▸ Требования к заданию
A: Пожалуйста, воспроизведите без изменений отрезок текста о современном искусстве от слов «Эта работа со» до слов «Бертран Лавье.» включительно.
B: Перескажите в виде списка абзац текста о современном искусстве, который начинается словами «Эта работа со светом». Сохраните его основные факты.
C: Соответствуют ли тексту о современном искусстве следующие утверждения? Ответьте «да» или «нет» и приведите точную цитату из текста, которая это решает.
(i) В зале инсталляции Абрамович находятся пять метрономов.
(ii) Лавье взял за основу работу Фрэнка Стеллы 1980-х годов.
(iii) Сам Баския — это рэп и хип-хоп.

▸ Фрагмент текста
▼
Красота этой инсталляции в ее абсолютной простоте. В зале находится 5 метрономов, которые задают определенный ритм, перед каждым из метрономов стоит шезлонг: задача зрителя погрузиться в шезлонг, в который зритель может погрузиться. По мысли Абрамович, через 45 минут человек должен достичь гармонии с вселенной. И это абсолютная, высшая красота. С другой стороны, это тема необходимости остановки, необходимости гармонии с собой, гармонии с космосом, гармонии с окружающим миром. Это чистая созерцательность и чистая умозрительность.
Марина Абрамович. Обновитель астрального баланса, 2000
Красота современности, постмодернистской игры, «трудностей перевода»
Абсолютной противоположностью этому становится работа Бертрана Лавье, который вообще всем известен как мастер нео-поп, потому что это поп-арт, помноженный на постмодернизм. Бертран Лавье часто заимствует у других художников темы и приемы, потом переосмысляя их в новом контексте: он, например, может поставить диван-губы Дали на холодильник и создать ощущение, что это обычная мебель во время переезда или ремонта.
Эта работа со светом, и не просто со светом, а с мощными неоновыми лампами, озаряющими все пространство зала. Очень чистый розово-голубой свет обладает почти гипнотическим эффектом, напоминая о магнетизме улицы, о магии вывесок ночного города. Но за основу своего произведения Бертран Лавье берет работу знаменитого минималиста Фрэнка Стеллы, работу 1960-х годов, самого минималистичного периода, который был у этого художника. И «полосатость» этих аскетичных работ Стеллы, в которых он обсуждает проблемы формы и языка, натолкнула Бертрана Лавье на мысль об использовании неоновых трубок. Он переводит почти монохромную работу Стеллы в яркую, красочную вывеску. И обсуждение важных художественных проблем становится фактом массовой городской культуры, урбанистической культуры, которая дает этому произведению новые средства и новые возможности.
Бертран Лавье.
«Императрица Индии II», 2005
Красота другого
Нет ответа на вопрос, почему Баския — это красота. Да, он очень точно передает дух своего времени, и мы понимаем, что Баския для Нью-Йорка, для Америки — это сердце очень специфических мест, это сердце Бруклина и Бронкса. Это та самая молодежная культура, которая взорвала Нью-Йорк и которая, если бы не Баския, обречена была бы оставаться на периферии. И в этой системе измерений Баския — это социально неблагополучные районы, это черная культура, это рэп и хип-хоп. Только проблема как раз в том, что сам Баския — это не рэп и не хип-хоп, а би-боп, то есть джаз, совсем другое искусство. Это парадокс Баския.
▲
(Записи из набора данных)
▼
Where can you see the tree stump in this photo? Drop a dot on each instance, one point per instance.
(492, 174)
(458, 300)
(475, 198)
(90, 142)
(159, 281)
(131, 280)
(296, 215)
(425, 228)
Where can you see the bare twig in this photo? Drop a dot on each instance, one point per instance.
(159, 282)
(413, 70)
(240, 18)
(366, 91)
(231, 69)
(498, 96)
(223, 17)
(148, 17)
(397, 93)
▲
▼
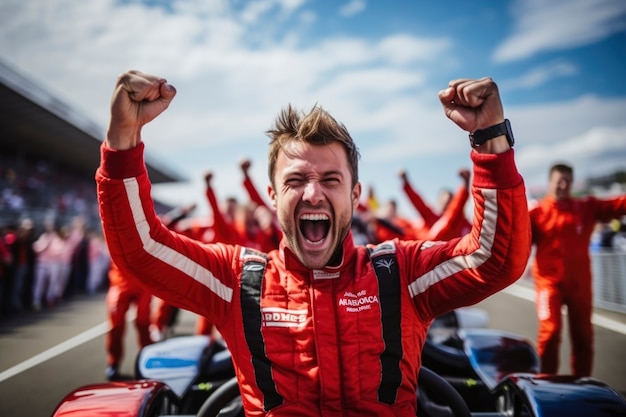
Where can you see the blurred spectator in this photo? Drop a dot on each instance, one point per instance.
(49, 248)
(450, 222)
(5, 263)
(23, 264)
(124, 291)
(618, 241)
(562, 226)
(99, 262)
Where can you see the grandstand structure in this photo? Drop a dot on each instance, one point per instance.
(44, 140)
▲
▼
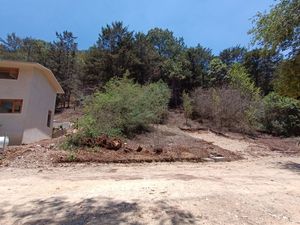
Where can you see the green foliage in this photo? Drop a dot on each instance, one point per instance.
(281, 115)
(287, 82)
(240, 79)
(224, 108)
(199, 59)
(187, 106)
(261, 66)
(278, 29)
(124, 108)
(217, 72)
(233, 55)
▲
▸ Ответы по заданиям
A:
Эта работа со светом, и не просто со светом, а с мощными неоновыми лампами, озаряющими все пространство зала. Очень чистый розово-голубой свет обладает почти гипнотическим эффектом, напоминая о магнетизме улицы, о магии вывесок ночного города. Но за основу своего произведения Бертран Лавье берет работу знаменитого минималиста Фрэнка Стеллы, работу 1960-х годов, самого минималистичного периода, который был у этого художника. И «полосатость» этих аскетичных работ Стеллы, в которых он обсуждает проблемы формы и языка, натолкнула Бертрана Лавье на мысль об использовании неоновых трубок. Он переводит почти монохромную работу Стеллы в яркую, красочную вывеску. И обсуждение важных художественных проблем становится фактом массовой городской культуры, урбанистической культуры, которая дает этому произведению новые средства и новые возможности.
Бертран Лавье.

B:
- Работа Бертрана Лавье сделана с мощными неоновыми лампами, которые освещают весь зал.
- Чистый розово-голубой свет действует почти гипнотически и напоминает о вывесках ночного города.
- В основе лежит работа Фрэнка Стеллы 1960-х годов, самого минималистичного периода этого художника.
- «Полосатость» аскетичных работ Стеллы навела Лавье на мысль использовать неоновые трубки.
- Почти монохромная работа Стеллы превращается в яркую красочную вывеску.
- Обсуждение художественных проблем становится фактом массовой городской культуры.

C:
(i) Да: «В зале находится 5 метрономов».
(ii) Нет: «работу 1960-х годов».
(iii) Нет: «сам Баския — это не рэп и не хип-хоп, а би-боп».